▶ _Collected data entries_
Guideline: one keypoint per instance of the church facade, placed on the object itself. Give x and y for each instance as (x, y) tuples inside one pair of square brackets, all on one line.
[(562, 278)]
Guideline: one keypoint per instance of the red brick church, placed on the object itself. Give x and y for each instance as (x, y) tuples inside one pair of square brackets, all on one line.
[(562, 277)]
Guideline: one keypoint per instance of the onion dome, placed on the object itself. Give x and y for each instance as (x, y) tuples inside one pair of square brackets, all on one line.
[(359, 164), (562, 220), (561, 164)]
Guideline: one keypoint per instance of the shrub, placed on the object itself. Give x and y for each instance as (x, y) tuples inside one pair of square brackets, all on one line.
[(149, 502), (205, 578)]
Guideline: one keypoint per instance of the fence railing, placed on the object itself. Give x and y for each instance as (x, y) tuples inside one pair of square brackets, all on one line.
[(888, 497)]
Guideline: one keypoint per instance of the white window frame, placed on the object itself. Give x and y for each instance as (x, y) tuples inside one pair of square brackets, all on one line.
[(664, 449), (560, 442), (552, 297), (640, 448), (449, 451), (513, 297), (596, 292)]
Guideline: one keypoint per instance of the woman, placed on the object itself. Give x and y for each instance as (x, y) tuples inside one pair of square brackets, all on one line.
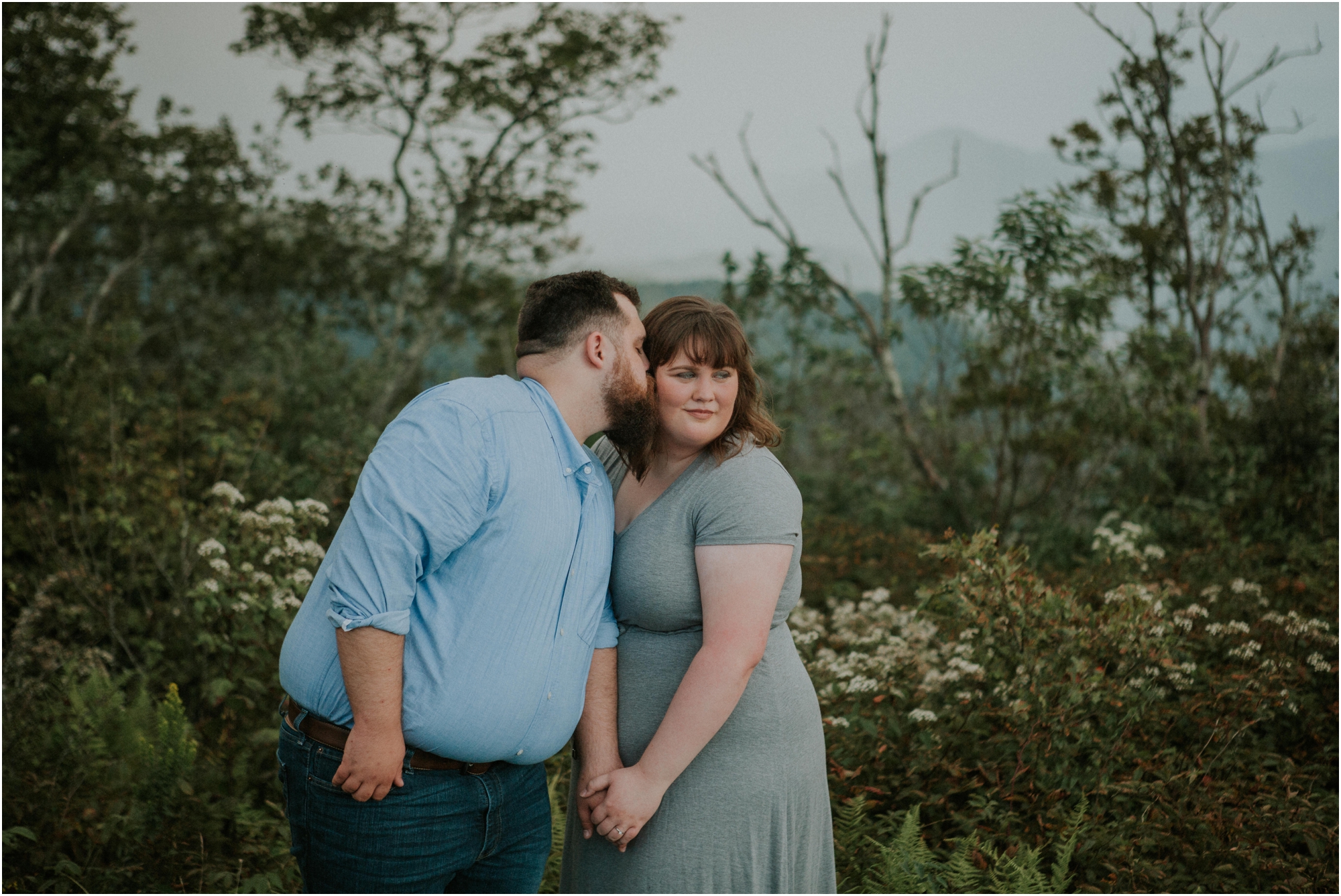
[(725, 785)]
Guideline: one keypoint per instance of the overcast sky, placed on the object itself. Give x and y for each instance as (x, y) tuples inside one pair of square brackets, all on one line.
[(1012, 74)]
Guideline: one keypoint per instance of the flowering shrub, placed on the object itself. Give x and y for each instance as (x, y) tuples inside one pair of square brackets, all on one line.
[(115, 790), (996, 702), (255, 565)]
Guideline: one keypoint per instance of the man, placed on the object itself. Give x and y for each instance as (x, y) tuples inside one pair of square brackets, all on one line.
[(445, 647)]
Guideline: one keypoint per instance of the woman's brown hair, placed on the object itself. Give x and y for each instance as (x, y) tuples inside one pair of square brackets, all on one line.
[(710, 334)]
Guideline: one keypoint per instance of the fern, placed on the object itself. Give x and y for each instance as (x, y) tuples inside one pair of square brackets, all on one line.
[(961, 872), (1018, 873), (852, 822), (1063, 862), (907, 865)]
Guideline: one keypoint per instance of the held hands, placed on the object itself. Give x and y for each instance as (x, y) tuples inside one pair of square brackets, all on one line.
[(631, 798), (591, 771), (372, 762)]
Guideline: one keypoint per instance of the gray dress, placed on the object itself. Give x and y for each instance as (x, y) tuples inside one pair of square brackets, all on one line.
[(752, 812)]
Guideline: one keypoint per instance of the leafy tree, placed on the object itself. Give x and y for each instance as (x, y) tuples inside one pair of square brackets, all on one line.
[(1031, 400), (807, 286), (487, 140), (1182, 206)]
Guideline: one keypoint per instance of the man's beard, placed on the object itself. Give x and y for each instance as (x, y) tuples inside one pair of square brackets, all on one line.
[(631, 411)]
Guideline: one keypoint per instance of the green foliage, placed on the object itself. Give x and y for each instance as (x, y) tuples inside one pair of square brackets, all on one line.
[(559, 771), (993, 699), (178, 334)]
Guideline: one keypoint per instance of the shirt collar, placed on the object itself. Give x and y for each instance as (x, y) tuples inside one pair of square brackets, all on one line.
[(573, 455)]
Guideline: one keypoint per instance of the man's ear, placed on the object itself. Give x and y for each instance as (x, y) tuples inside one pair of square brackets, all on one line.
[(597, 349)]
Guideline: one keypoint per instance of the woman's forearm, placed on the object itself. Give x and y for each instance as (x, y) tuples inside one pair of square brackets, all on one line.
[(709, 692)]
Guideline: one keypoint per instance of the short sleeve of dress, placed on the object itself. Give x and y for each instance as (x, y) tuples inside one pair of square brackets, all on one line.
[(750, 499)]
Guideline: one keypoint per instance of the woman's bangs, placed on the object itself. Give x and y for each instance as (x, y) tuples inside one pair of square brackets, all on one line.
[(710, 344)]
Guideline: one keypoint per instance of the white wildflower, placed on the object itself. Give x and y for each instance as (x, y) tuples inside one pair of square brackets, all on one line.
[(862, 683), (296, 548), (313, 510), (276, 506), (229, 493), (1246, 651), (1319, 663)]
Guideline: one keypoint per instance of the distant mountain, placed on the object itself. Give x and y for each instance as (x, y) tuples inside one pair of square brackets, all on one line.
[(1300, 179)]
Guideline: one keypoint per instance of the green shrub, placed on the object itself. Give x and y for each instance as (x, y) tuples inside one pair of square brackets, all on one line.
[(998, 700)]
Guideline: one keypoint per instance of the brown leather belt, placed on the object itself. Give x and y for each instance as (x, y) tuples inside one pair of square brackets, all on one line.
[(336, 735)]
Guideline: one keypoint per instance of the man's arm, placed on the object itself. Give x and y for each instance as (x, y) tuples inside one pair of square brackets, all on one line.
[(372, 661), (597, 737)]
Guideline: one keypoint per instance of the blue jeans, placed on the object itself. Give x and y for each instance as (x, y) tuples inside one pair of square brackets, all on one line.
[(442, 832)]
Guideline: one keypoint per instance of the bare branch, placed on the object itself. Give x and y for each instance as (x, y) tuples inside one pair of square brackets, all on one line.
[(836, 176), (36, 278), (921, 195), (764, 187)]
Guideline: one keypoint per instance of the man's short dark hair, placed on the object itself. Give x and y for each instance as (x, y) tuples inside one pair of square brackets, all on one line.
[(567, 306)]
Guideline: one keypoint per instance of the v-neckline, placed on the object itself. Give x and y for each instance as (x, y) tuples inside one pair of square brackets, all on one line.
[(655, 501)]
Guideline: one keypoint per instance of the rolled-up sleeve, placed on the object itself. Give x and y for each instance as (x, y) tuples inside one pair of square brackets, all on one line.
[(423, 493)]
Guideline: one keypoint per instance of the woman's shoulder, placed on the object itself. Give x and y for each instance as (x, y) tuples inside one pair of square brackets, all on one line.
[(748, 499), (756, 471)]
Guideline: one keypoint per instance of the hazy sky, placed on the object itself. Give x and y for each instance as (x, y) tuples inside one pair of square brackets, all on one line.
[(1012, 74)]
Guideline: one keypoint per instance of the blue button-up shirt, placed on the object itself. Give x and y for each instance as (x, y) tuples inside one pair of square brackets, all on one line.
[(482, 530)]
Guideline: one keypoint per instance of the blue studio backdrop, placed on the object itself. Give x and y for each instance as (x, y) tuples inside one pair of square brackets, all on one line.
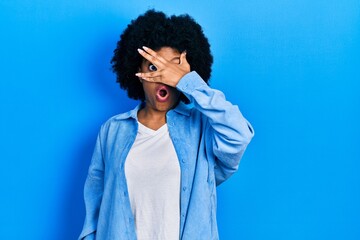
[(291, 66)]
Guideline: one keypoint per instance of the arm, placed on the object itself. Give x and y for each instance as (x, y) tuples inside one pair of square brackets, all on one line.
[(229, 130), (93, 192)]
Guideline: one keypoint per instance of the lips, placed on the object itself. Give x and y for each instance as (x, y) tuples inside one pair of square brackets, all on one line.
[(162, 93)]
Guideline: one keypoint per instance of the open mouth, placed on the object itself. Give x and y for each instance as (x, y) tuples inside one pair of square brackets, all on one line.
[(162, 94)]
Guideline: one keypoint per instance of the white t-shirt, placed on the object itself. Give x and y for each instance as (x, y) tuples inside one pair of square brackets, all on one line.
[(152, 173)]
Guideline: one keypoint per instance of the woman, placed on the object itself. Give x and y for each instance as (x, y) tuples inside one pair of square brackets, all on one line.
[(155, 169)]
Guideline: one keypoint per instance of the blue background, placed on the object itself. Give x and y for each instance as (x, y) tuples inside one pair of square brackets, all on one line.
[(291, 66)]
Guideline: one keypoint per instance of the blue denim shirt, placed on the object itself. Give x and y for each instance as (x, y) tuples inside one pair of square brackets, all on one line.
[(210, 136)]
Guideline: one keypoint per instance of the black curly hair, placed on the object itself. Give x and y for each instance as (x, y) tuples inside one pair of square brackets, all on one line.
[(155, 30)]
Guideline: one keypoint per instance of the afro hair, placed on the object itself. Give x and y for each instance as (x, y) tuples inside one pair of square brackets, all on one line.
[(155, 30)]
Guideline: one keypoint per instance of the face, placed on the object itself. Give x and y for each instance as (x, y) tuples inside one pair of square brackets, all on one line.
[(158, 96)]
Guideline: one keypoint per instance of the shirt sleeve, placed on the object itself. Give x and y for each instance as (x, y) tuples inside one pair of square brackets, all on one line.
[(93, 192), (229, 131)]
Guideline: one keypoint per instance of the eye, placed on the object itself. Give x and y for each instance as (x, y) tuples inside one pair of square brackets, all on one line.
[(152, 67)]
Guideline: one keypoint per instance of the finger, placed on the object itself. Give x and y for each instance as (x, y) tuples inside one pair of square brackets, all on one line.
[(148, 57), (148, 74), (154, 79), (183, 57), (154, 54)]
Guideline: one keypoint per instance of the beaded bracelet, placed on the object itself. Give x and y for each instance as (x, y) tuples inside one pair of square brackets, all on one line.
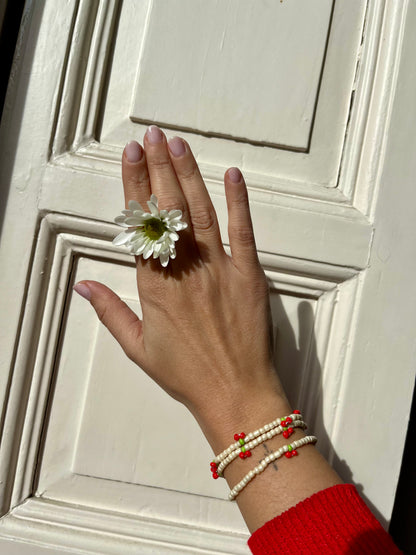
[(252, 435), (287, 450), (287, 432)]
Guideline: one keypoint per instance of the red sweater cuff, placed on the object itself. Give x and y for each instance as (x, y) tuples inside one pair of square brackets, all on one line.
[(334, 520)]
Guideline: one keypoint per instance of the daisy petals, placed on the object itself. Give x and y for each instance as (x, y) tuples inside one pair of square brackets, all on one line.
[(146, 237), (123, 237), (134, 205)]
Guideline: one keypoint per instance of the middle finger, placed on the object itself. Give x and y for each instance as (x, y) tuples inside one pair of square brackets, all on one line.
[(164, 183)]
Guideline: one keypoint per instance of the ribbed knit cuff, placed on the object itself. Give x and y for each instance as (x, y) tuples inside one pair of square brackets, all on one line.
[(335, 520)]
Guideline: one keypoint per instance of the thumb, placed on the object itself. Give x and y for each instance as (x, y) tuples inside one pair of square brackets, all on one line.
[(117, 317)]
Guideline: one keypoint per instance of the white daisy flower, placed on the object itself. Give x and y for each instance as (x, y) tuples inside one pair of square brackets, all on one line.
[(150, 233)]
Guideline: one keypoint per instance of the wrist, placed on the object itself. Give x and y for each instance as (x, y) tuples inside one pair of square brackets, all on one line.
[(243, 413)]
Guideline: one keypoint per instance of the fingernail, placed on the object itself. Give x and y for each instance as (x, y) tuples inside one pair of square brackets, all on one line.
[(176, 146), (154, 134), (83, 290), (234, 175), (134, 152)]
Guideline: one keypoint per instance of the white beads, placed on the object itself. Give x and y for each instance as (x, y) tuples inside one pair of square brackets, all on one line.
[(252, 435), (265, 462), (251, 444)]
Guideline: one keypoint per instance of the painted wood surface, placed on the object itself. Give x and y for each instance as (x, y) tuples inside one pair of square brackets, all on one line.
[(323, 131)]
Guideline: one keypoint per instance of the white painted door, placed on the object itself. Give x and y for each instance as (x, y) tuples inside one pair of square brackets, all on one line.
[(314, 101)]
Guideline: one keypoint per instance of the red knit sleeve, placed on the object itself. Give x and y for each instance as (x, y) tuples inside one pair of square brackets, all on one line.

▶ _Your instructions_
Update everything from the start of the records down to the line containing "[(888, 497)]" by changing "keypoint" to "marker" and leaving all else as it is.

▶ _Reply_
Guideline: one marker per instance of the church facade, placed on the object itself. Give x and y for each instance as (x, y) tuples inside one pair of square brackets, all on one line.
[(562, 278)]
Guideline: one marker per instance of the red brick church, placed on the object itself. Give x and y for each instance as (x, y) tuples inside one pair of square brackets, all on one line.
[(562, 277)]
Guideline: one marker per instance of the onion dome, placed on the object itself. Give x and y for each instance as (x, y) tuples inside one pair of square brackets, all on one line.
[(359, 164), (562, 220), (561, 164)]
Guideline: one marker per instance of the shrub, placed on the object itself. Give x and y for each instance as (x, y) tuples inside one pair of square brackets, all on one line.
[(149, 502), (205, 578)]
Guideline: one marker per instance of the fence railing, placed on the object itself. Give x and y for each instance as (x, y) tuples inside one pair of square brackets, all on one line.
[(888, 497)]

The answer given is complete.